TO DO: Without including any image, retype the records word for word.
### GIVEN DATA
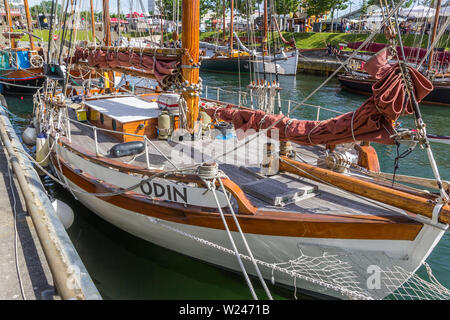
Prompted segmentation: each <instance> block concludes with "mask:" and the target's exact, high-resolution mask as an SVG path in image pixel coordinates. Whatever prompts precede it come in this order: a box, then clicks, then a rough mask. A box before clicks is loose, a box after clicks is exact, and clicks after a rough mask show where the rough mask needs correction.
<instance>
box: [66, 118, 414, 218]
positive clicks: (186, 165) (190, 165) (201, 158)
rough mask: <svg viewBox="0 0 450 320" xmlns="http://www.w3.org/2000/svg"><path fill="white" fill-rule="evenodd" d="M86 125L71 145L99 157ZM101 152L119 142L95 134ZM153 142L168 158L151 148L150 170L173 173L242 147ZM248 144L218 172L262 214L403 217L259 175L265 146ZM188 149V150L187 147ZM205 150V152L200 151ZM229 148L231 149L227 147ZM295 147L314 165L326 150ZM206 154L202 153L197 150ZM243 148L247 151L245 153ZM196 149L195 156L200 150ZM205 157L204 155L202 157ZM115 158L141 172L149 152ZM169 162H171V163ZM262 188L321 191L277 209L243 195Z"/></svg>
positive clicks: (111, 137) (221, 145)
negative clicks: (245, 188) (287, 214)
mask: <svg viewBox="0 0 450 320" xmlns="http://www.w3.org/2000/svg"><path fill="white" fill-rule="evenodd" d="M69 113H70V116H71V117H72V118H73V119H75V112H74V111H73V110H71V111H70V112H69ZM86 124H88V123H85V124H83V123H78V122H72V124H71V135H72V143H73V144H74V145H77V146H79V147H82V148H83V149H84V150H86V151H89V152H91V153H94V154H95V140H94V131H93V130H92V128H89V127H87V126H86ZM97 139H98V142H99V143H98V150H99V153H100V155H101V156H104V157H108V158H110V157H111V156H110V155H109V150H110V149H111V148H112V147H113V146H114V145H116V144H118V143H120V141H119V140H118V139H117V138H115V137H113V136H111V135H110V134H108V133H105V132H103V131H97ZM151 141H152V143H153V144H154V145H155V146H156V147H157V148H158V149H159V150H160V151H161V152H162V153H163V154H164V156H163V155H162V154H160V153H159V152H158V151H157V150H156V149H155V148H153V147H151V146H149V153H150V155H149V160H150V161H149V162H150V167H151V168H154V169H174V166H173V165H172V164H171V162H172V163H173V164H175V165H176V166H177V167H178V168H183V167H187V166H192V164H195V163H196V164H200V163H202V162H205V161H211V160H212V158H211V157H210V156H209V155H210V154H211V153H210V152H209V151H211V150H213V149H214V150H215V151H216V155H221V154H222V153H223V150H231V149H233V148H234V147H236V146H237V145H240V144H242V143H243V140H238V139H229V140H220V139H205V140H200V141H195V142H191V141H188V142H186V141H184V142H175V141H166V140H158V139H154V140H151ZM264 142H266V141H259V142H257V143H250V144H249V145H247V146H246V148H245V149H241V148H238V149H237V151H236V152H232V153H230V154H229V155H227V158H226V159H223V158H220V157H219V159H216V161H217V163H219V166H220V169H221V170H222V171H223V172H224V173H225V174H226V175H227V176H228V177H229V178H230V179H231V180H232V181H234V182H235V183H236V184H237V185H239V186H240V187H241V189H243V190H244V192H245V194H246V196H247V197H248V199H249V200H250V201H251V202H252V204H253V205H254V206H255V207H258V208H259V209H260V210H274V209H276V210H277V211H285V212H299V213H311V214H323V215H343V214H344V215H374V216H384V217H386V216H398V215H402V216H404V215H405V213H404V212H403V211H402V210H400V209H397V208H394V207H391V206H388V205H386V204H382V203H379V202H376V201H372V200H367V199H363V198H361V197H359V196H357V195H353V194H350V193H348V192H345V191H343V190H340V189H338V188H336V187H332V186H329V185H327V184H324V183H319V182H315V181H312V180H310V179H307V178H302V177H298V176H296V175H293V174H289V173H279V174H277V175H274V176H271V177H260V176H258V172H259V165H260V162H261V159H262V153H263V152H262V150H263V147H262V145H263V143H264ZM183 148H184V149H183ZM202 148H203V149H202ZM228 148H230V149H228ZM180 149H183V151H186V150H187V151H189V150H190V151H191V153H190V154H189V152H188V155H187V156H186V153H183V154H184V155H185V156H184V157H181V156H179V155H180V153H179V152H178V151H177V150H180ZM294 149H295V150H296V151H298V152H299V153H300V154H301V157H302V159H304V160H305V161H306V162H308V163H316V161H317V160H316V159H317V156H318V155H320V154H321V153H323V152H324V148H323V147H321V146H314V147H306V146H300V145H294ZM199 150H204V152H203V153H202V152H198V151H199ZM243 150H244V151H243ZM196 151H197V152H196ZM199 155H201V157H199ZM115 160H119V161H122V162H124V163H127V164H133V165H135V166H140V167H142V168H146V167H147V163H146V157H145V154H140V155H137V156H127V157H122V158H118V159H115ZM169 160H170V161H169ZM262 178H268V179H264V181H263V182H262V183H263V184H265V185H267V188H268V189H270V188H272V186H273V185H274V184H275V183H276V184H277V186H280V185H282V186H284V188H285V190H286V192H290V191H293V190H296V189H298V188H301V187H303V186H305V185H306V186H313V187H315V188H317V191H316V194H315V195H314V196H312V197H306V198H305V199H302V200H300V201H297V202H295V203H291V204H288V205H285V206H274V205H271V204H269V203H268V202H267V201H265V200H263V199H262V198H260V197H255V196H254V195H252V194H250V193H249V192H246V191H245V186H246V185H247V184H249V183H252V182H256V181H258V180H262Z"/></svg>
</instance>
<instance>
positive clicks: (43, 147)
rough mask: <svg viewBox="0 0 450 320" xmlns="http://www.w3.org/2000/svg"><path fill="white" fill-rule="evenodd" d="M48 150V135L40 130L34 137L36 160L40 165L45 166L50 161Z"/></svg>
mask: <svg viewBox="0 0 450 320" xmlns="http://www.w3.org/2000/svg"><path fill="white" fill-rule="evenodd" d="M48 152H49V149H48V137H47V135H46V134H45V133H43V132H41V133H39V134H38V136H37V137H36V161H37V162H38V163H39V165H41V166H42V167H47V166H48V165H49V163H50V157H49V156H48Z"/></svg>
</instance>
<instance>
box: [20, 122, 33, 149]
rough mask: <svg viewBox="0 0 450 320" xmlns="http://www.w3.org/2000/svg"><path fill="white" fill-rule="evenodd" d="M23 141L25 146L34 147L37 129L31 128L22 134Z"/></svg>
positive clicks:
######
WRITTEN ANSWER:
Prompted segmentation: each <instance> block concludes with "mask:" and the target's exact, high-resolution mask as an SVG path in image pixel coordinates. Whatever prompts precede it come in this order: a box, then clicks, then a rough mask. A box before clicks is loose, a box after clicks is exact, and clicks after a rough mask show where the rough mask needs correction.
<instance>
box: [66, 118, 414, 218]
positive clicks: (186, 165) (190, 165) (201, 158)
rough mask: <svg viewBox="0 0 450 320" xmlns="http://www.w3.org/2000/svg"><path fill="white" fill-rule="evenodd" d="M86 125L71 145L99 157ZM101 152L119 142L95 134ZM153 142L168 158L151 148L150 170L173 173L242 147ZM248 144L218 172L262 214L403 217L259 175L265 146ZM188 149V150L187 147ZM205 150V152L200 151ZM229 148L231 149L227 147ZM295 147L314 165L326 150ZM206 154L202 153L197 150ZM243 148L247 151L245 153ZM196 149L195 156L200 150ZM205 157L204 155L202 157ZM115 158L141 172L149 152ZM169 162H171V163ZM262 188L321 191L277 209L243 195Z"/></svg>
positive clicks: (111, 137) (221, 145)
negative clicks: (245, 188) (287, 214)
mask: <svg viewBox="0 0 450 320" xmlns="http://www.w3.org/2000/svg"><path fill="white" fill-rule="evenodd" d="M69 113H70V116H71V117H72V118H73V119H75V112H74V111H73V110H71V111H70V112H69ZM86 124H88V123H85V124H83V123H78V122H72V124H71V135H72V143H73V144H74V145H77V146H79V147H82V148H83V149H84V150H86V151H89V152H91V153H94V154H95V140H94V131H93V130H92V128H89V127H87V126H86ZM97 139H98V142H99V143H98V150H99V153H100V155H101V156H104V157H108V158H110V157H111V156H110V155H109V150H110V149H111V148H112V147H113V146H114V145H116V144H118V143H120V141H119V140H118V139H117V138H115V137H113V136H111V135H110V134H108V133H105V132H103V131H97ZM151 141H152V143H153V144H154V145H155V146H156V147H157V148H158V149H159V150H160V151H161V152H162V153H163V154H164V156H163V155H162V154H160V153H159V152H158V151H157V150H156V149H155V148H153V147H151V146H149V153H150V155H149V160H150V161H149V162H150V167H151V168H154V169H174V166H173V165H172V164H171V162H172V163H173V164H175V165H176V166H177V167H178V168H183V167H187V166H192V164H195V163H196V164H200V163H202V162H205V161H211V160H212V158H211V157H210V156H209V155H210V154H211V153H210V152H209V151H211V150H213V149H214V150H215V151H216V155H221V154H222V153H223V150H231V149H233V148H234V147H236V146H237V145H240V144H242V143H243V140H238V139H229V140H220V139H205V140H200V141H195V142H191V141H188V142H186V141H184V142H175V141H166V140H158V139H154V140H151ZM264 142H266V141H259V142H257V143H250V144H249V145H247V146H246V148H245V149H241V148H238V149H237V151H236V152H232V153H230V154H229V155H227V158H226V159H223V158H220V157H219V159H216V161H217V163H219V166H220V169H221V170H222V171H223V172H224V173H225V174H226V175H227V176H228V177H229V178H230V179H231V180H232V181H234V182H235V183H236V184H237V185H239V186H240V187H241V189H243V190H244V192H245V194H246V196H247V197H248V199H249V200H250V201H251V202H252V204H253V205H254V206H255V207H258V208H259V209H260V210H274V209H276V210H277V211H285V212H299V213H311V214H323V215H343V214H344V215H374V216H384V217H386V216H398V215H402V216H404V215H405V213H404V212H403V211H402V210H400V209H397V208H394V207H391V206H388V205H386V204H382V203H379V202H376V201H372V200H367V199H363V198H361V197H359V196H357V195H353V194H350V193H348V192H345V191H343V190H340V189H338V188H336V187H332V186H329V185H327V184H324V183H319V182H315V181H312V180H310V179H307V178H302V177H298V176H296V175H293V174H289V173H279V174H277V175H274V176H271V177H260V176H258V172H259V165H260V162H261V159H262V153H263V152H262V150H263V147H262V145H263V143H264ZM183 148H184V149H183ZM202 148H203V149H202ZM228 148H230V149H228ZM180 149H183V151H186V150H187V151H189V150H190V151H191V153H190V154H189V152H188V155H187V156H186V153H183V154H184V155H185V156H184V157H181V156H179V155H180V153H179V152H178V151H177V150H180ZM294 149H295V150H296V151H298V152H299V153H300V154H301V157H302V159H304V160H305V161H306V162H308V163H316V161H317V160H316V159H317V156H318V155H320V154H321V153H323V152H324V148H323V147H321V146H314V147H306V146H300V145H294ZM199 150H204V152H203V153H202V152H198V151H199ZM243 150H244V151H243ZM196 151H197V152H196ZM199 155H201V157H199ZM115 160H119V161H122V162H124V163H127V164H133V165H135V166H140V167H142V168H146V167H147V163H146V157H145V154H140V155H137V156H127V157H122V158H118V159H115ZM169 160H170V161H169ZM262 178H268V179H264V181H263V182H262V183H263V184H265V185H267V188H268V189H270V188H272V186H273V185H274V184H275V183H276V184H277V186H280V185H282V186H284V188H285V190H286V192H290V191H293V190H296V189H298V188H301V187H303V186H305V185H306V186H313V187H315V188H317V191H316V194H315V195H314V196H312V197H306V198H305V199H302V200H300V201H297V202H295V203H291V204H288V205H285V206H274V205H271V204H269V203H268V202H267V201H265V200H263V199H262V198H260V197H255V196H254V195H252V194H250V193H249V192H246V191H245V186H246V185H247V184H249V183H252V182H256V181H258V180H262Z"/></svg>
</instance>
<instance>
positive clicks: (43, 147)
rough mask: <svg viewBox="0 0 450 320" xmlns="http://www.w3.org/2000/svg"><path fill="white" fill-rule="evenodd" d="M48 150V135L40 130L34 137L36 160L40 165L45 166L50 161Z"/></svg>
mask: <svg viewBox="0 0 450 320" xmlns="http://www.w3.org/2000/svg"><path fill="white" fill-rule="evenodd" d="M48 152H49V149H48V137H47V135H46V134H45V133H43V132H41V133H39V134H38V136H37V137H36V161H37V162H38V163H39V165H41V166H42V167H47V166H48V165H49V163H50V157H49V156H48Z"/></svg>
</instance>
<instance>
box: [20, 122, 33, 149]
rough mask: <svg viewBox="0 0 450 320" xmlns="http://www.w3.org/2000/svg"><path fill="white" fill-rule="evenodd" d="M23 141L25 146L34 147L37 129L31 128L22 134Z"/></svg>
positive clicks:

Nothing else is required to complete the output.